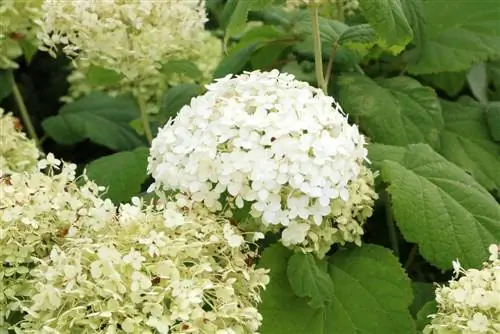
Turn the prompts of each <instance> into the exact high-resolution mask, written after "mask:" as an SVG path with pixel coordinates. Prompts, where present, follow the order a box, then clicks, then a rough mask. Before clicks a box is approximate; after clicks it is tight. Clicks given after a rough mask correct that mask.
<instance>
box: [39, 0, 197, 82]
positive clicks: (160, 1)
mask: <svg viewBox="0 0 500 334" xmlns="http://www.w3.org/2000/svg"><path fill="white" fill-rule="evenodd" d="M42 9H43V11H44V13H45V14H44V17H43V19H42V20H40V22H39V24H40V26H41V28H42V33H40V39H41V40H42V41H43V42H44V44H45V45H46V48H45V49H46V50H48V51H49V52H52V53H53V52H54V50H55V48H56V46H57V45H62V46H63V51H64V52H65V53H66V54H67V55H69V56H72V57H73V56H74V57H77V58H78V59H82V60H84V61H88V62H89V63H90V64H93V65H95V66H99V67H103V68H106V69H110V70H115V71H116V72H118V73H121V74H123V75H125V77H126V78H127V79H128V80H129V81H130V82H132V81H134V80H137V78H145V77H148V76H150V75H157V74H158V71H159V68H160V64H161V62H163V61H165V60H168V59H170V58H172V57H175V58H176V59H179V58H178V57H181V58H180V59H182V56H183V53H184V52H186V50H193V49H194V50H195V49H197V48H199V46H200V44H201V43H202V40H203V36H204V23H205V22H206V13H205V3H204V1H203V0H170V1H151V0H106V1H102V0H88V1H78V0H70V1H68V0H45V2H44V4H43V6H42Z"/></svg>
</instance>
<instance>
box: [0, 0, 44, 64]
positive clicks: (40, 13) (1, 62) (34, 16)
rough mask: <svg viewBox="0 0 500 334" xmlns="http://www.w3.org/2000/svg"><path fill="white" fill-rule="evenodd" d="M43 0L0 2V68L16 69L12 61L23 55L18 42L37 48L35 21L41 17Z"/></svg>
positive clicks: (3, 0) (41, 13)
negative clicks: (41, 8) (9, 68)
mask: <svg viewBox="0 0 500 334" xmlns="http://www.w3.org/2000/svg"><path fill="white" fill-rule="evenodd" d="M42 2H43V0H24V1H19V0H2V1H0V68H4V69H5V68H17V67H18V66H19V65H18V64H17V63H16V62H15V61H13V60H14V59H15V58H17V57H19V56H21V55H22V54H23V50H22V47H21V44H20V42H21V41H22V42H23V43H25V44H31V45H33V46H35V48H36V47H37V46H38V44H39V42H38V39H37V37H36V35H37V32H38V27H37V25H36V24H35V21H36V20H38V19H39V18H40V17H41V16H42V11H41V8H40V7H41V4H42Z"/></svg>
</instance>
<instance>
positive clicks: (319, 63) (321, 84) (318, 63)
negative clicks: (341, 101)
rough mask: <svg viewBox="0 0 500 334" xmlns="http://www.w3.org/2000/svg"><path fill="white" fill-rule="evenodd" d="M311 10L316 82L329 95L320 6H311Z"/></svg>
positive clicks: (320, 87)
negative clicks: (323, 70) (322, 51)
mask: <svg viewBox="0 0 500 334" xmlns="http://www.w3.org/2000/svg"><path fill="white" fill-rule="evenodd" d="M310 9H311V23H312V33H313V40H314V65H315V67H316V80H317V81H318V87H319V88H320V89H321V90H323V92H324V93H325V94H328V93H327V86H326V82H325V78H324V76H323V56H322V53H321V35H320V32H319V15H318V6H317V5H311V7H310Z"/></svg>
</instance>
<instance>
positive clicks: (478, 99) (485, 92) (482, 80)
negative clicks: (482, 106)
mask: <svg viewBox="0 0 500 334" xmlns="http://www.w3.org/2000/svg"><path fill="white" fill-rule="evenodd" d="M467 82H468V83H469V88H470V90H471V91H472V94H473V95H474V97H475V98H476V99H477V100H478V101H479V102H481V103H483V104H487V103H488V77H487V74H486V64H485V63H477V64H475V65H474V66H472V67H471V69H470V70H469V73H467Z"/></svg>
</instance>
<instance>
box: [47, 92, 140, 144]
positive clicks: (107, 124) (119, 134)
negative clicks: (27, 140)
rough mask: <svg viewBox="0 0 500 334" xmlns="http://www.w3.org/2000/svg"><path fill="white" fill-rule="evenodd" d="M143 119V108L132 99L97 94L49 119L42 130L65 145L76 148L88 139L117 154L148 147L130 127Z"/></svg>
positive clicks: (75, 101) (47, 120)
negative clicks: (104, 147)
mask: <svg viewBox="0 0 500 334" xmlns="http://www.w3.org/2000/svg"><path fill="white" fill-rule="evenodd" d="M139 117H140V112H139V108H138V106H137V103H136V102H135V101H134V99H132V98H131V97H129V96H119V97H111V96H108V95H106V94H104V93H97V92H95V93H91V94H89V95H88V96H86V97H83V98H81V99H79V100H77V101H75V102H73V103H70V104H67V105H65V106H63V107H62V108H61V110H60V111H59V115H57V116H51V117H49V118H47V119H46V120H45V121H43V123H42V126H43V128H44V130H45V131H46V132H47V134H48V135H49V136H50V137H52V138H53V139H54V140H55V141H57V142H59V143H62V144H66V145H71V144H76V143H78V142H81V141H83V140H85V139H87V138H88V139H90V140H91V141H92V142H94V143H96V144H99V145H102V146H105V147H108V148H110V149H113V150H130V149H134V148H136V147H138V146H143V145H144V144H145V141H144V139H143V138H141V137H140V136H139V135H138V134H137V133H136V131H135V130H134V129H133V128H132V127H131V126H130V125H129V123H130V122H132V121H133V120H134V119H137V118H139Z"/></svg>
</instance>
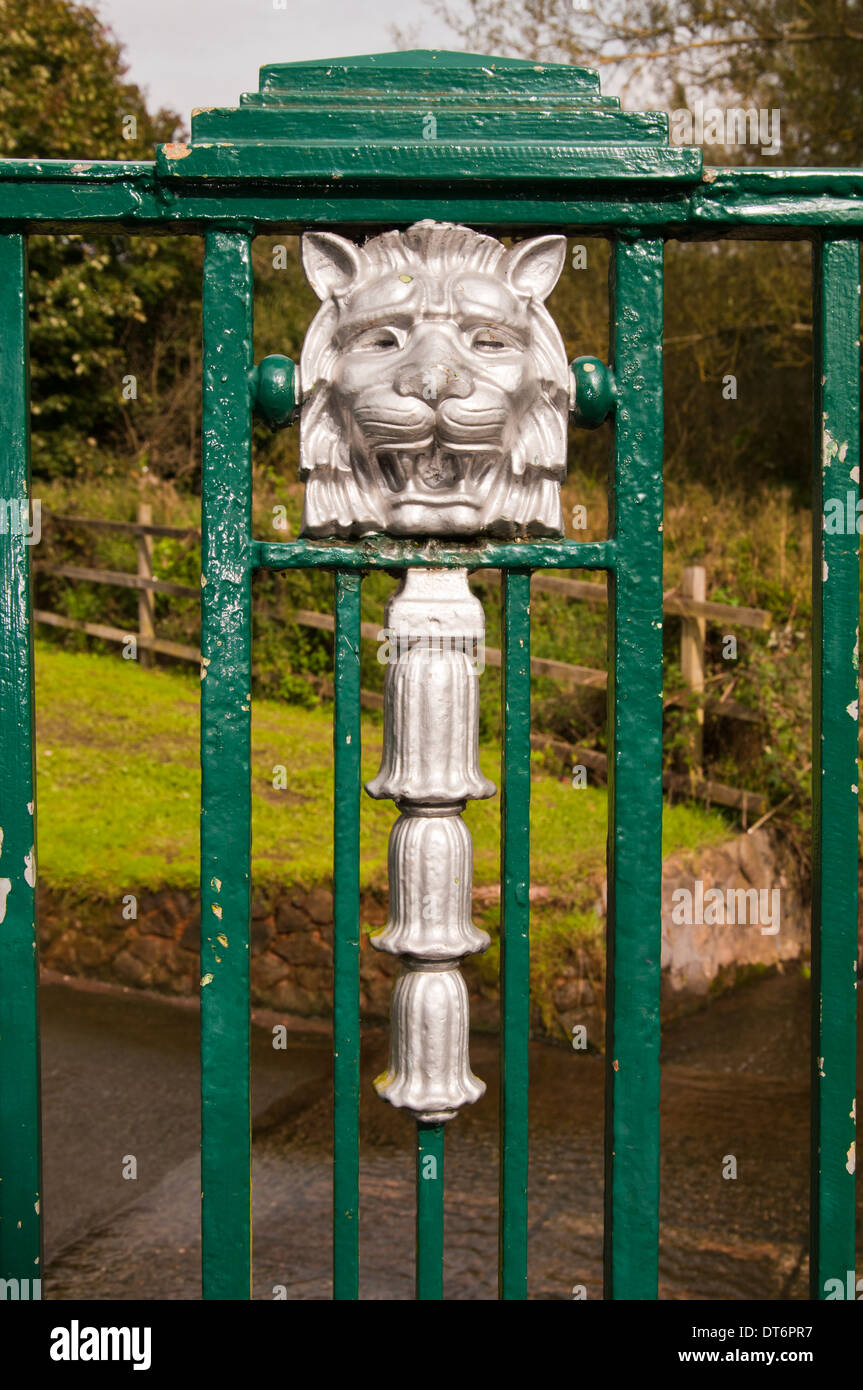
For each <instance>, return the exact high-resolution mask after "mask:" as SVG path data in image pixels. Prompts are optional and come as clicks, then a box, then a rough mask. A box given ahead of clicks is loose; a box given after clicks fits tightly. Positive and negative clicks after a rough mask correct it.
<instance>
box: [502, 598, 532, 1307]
mask: <svg viewBox="0 0 863 1390" xmlns="http://www.w3.org/2000/svg"><path fill="white" fill-rule="evenodd" d="M502 631H503V673H502V694H500V702H502V724H503V792H502V806H500V849H502V865H500V1011H502V1026H500V1212H499V1227H498V1230H499V1258H498V1286H499V1294H500V1298H506V1300H517V1298H527V1179H528V1038H529V1019H531V998H529V883H531V742H529V738H531V574H529V570H506V571H504V574H503V613H502Z"/></svg>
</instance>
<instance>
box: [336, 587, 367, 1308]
mask: <svg viewBox="0 0 863 1390" xmlns="http://www.w3.org/2000/svg"><path fill="white" fill-rule="evenodd" d="M360 582H361V575H360V574H357V573H356V571H352V570H349V571H345V570H338V571H336V575H335V642H334V688H335V710H334V724H332V748H334V845H332V888H334V937H332V954H334V997H332V1048H334V1112H332V1131H334V1133H332V1183H334V1186H332V1291H334V1298H338V1300H345V1298H357V1297H359V1280H360V798H361V767H360V756H361V744H360V738H361V717H360V714H361V708H360Z"/></svg>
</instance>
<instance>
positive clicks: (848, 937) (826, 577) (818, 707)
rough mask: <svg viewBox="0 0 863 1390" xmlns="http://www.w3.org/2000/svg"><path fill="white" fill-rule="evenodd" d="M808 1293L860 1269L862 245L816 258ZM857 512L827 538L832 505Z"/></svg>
mask: <svg viewBox="0 0 863 1390" xmlns="http://www.w3.org/2000/svg"><path fill="white" fill-rule="evenodd" d="M813 271H814V285H813V324H814V353H813V368H814V467H813V480H814V495H813V546H812V562H813V667H812V681H813V701H812V706H813V723H812V735H813V738H812V748H813V752H812V816H813V883H812V1131H810V1134H812V1166H810V1179H812V1198H810V1258H809V1270H810V1297H812V1298H825V1297H828V1295H830V1293H831V1289H832V1290H835V1287H837V1286H835V1284H832V1286H830V1283H828V1282H830V1280H835V1279H838V1280H839V1282H841V1287H842V1289H845V1287H846V1277H848V1272H849V1270H853V1268H855V1156H856V1148H855V1093H856V1091H855V1088H856V1023H857V994H856V986H857V834H859V831H857V801H859V796H857V783H859V773H857V723H859V717H857V716H859V685H857V664H859V623H860V603H859V584H860V555H859V539H857V524H859V523H857V520H856V518H857V500H859V495H860V245H859V242H857V240H856V239H855V240H850V239H848V240H845V239H841V240H824V242H821V243H816V246H814V252H813ZM835 499H839V500H841V503H842V516H844V517H845V518H848V517H852V524H850V525H848V524H845V525H844V527H842V528H841V530H839V531H838V532H835V534H834V530H832V527H831V531H830V532H828V531H827V527H825V505H827V503H828V502H830V500H834V503H835Z"/></svg>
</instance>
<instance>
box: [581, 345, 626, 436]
mask: <svg viewBox="0 0 863 1390" xmlns="http://www.w3.org/2000/svg"><path fill="white" fill-rule="evenodd" d="M570 371H571V373H573V396H571V400H573V418H574V421H575V424H577V425H581V427H582V430H596V427H598V425H600V424H602V423H603V420H607V418H609V416H610V414H611V410H613V409H614V402H616V399H617V385H616V382H614V375H613V373H611V368H610V367H606V364H605V361H600V360H599V357H575V360H574V361H571V363H570Z"/></svg>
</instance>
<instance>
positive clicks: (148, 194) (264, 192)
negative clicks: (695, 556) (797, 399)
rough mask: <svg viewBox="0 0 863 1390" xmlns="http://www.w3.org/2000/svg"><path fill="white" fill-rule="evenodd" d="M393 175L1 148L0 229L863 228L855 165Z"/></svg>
mask: <svg viewBox="0 0 863 1390" xmlns="http://www.w3.org/2000/svg"><path fill="white" fill-rule="evenodd" d="M389 174H391V178H389V179H384V178H374V177H368V178H367V179H364V181H363V182H357V181H352V179H350V178H346V177H342V178H340V179H339V186H338V189H336V190H334V185H332V179H325V181H317V182H315V181H314V179H296V182H295V183H293V185H292V183H290V182H289V181H286V179H285V181H282V179H278V181H272V182H271V183H270V185H261V183H256V185H254V186H252V188H243V186H242V185H239V186H238V185H236V182H231V181H225V182H220V181H218V179H213V178H207V179H200V181H199V182H197V183H195V182H193V181H189V182H185V183H183V182H181V181H176V179H174V178H161V177H160V175H158V172H157V170H156V164H154V163H149V161H140V163H135V161H132V163H129V161H81V160H0V186H1V189H3V195H1V199H0V204H1V211H0V229H4V228H6V229H10V231H35V232H44V231H60V229H71V231H75V229H76V231H83V229H97V228H100V227H115V225H117V224H118V222H122V225H124V227H129V228H132V229H135V231H140V232H143V231H163V232H165V234H167V235H176V234H178V232H202V231H206V229H207V228H224V227H225V225H235V227H243V228H246V229H247V231H249V232H250V234H252V235H254V234H257V232H263V231H268V229H272V231H279V232H281V234H290V232H302V231H303V229H304V228H307V227H361V228H364V229H371V228H385V227H393V225H407V224H410V222H414V221H417V220H418V218H422V217H436V218H442V220H445V221H460V222H467V224H472V225H474V227H488V228H489V229H493V228H504V229H506V231H517V229H518V228H535V227H536V225H548V227H556V228H560V229H566V228H573V229H578V232H580V234H581V235H588V234H593V235H598V236H603V235H607V234H613V232H614V231H616V229H617V228H620V229H623V231H628V229H630V228H632V227H638V228H642V229H643V232H645V234H646V235H655V236H663V238H677V239H681V240H687V239H709V240H716V239H718V238H723V236H748V238H759V236H767V238H782V239H785V240H787V239H789V238H794V236H799V238H805V239H807V238H810V236H812V235H813V232H819V231H834V232H844V234H845V235H849V236H850V235H860V232H862V231H863V172H860V171H859V170H806V168H782V170H770V168H732V170H730V168H706V170H705V171H703V174H702V179H700V182H698V183H695V185H693V186H692V185H687V186H684V188H677V186H674V185H671V186H666V188H663V189H661V193H652V192H650V190H648V192H643V190H639V189H638V188H636V186H635V185H636V181H632V183H628V185H627V183H623V185H617V186H616V185H614V183H609V185H606V186H605V188H603V186H596V185H592V186H591V185H588V186H585V185H584V183H580V181H578V178H575V177H573V174H571V171H566V170H564V171H561V177H560V178H557V179H556V181H554V182H553V183H552V182H549V186H548V189H536V190H534V189H531V193H529V196H523V195H524V190H520V196H518V199H517V200H513V199H511V197H503V196H502V193H503V189H502V177H500V175H498V177H496V179H495V181H492V179H489V181H488V190H485V189H484V188H482V183H481V181H478V179H477V177H475V172H474V175H472V177H471V186H470V193H468V195H464V193H461V192H460V190H459V188H457V183H453V182H446V181H438V182H435V181H429V182H427V183H425V186H424V188H422V190H421V192H413V190H411V192H410V193H409V195H406V193H403V192H402V190H400V189H399V188H397V186H396V188H393V179H403V183H404V186H407V188H411V189H414V188H416V182H417V170H416V165H409V167H404V168H400V167H399V164H397V161H391V165H389Z"/></svg>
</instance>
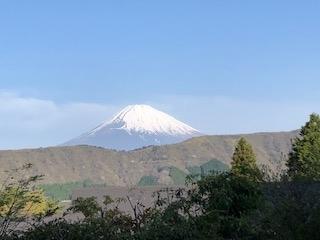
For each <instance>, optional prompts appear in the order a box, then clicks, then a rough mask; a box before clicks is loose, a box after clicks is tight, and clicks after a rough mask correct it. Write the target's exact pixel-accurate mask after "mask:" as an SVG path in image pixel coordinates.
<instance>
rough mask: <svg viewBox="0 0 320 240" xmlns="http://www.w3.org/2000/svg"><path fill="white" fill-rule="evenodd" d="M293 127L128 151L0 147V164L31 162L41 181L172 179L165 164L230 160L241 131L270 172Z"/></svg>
※
§ **Task instructions**
From the records above, repeat exactly the lines from the one with "negative clicks: (41, 8) (9, 68)" through the one with "positive clicks: (478, 99)", both included.

§ **Exercise output**
negative clicks: (41, 8) (9, 68)
mask: <svg viewBox="0 0 500 334" xmlns="http://www.w3.org/2000/svg"><path fill="white" fill-rule="evenodd" d="M42 2H43V0H24V1H19V0H2V1H0V68H4V69H5V68H17V67H18V66H19V65H18V64H17V63H16V62H15V61H13V60H14V59H15V58H17V57H19V56H21V55H22V54H23V50H22V47H21V44H20V42H21V41H22V42H23V43H25V44H31V45H33V46H35V48H36V47H37V46H38V44H39V42H38V39H37V37H36V35H37V32H38V27H37V25H36V24H35V21H36V20H38V19H39V18H40V17H41V16H42V11H41V8H40V7H41V4H42Z"/></svg>
</instance>
<instance>
positive clicks: (319, 63) (321, 84) (318, 63)
negative clicks: (341, 101)
rough mask: <svg viewBox="0 0 500 334" xmlns="http://www.w3.org/2000/svg"><path fill="white" fill-rule="evenodd" d="M311 10L316 82L329 95L320 6H311Z"/></svg>
positive clicks: (320, 87)
negative clicks: (323, 70) (322, 51)
mask: <svg viewBox="0 0 500 334" xmlns="http://www.w3.org/2000/svg"><path fill="white" fill-rule="evenodd" d="M310 9H311V23H312V33H313V40H314V65H315V67H316V80H317V81H318V87H319V88H320V89H321V90H323V92H324V93H325V94H328V93H327V86H326V82H325V78H324V76H323V56H322V53H321V35H320V32H319V15H318V6H317V5H311V7H310Z"/></svg>
</instance>
<instance>
positive clicks: (478, 99) (485, 92) (482, 80)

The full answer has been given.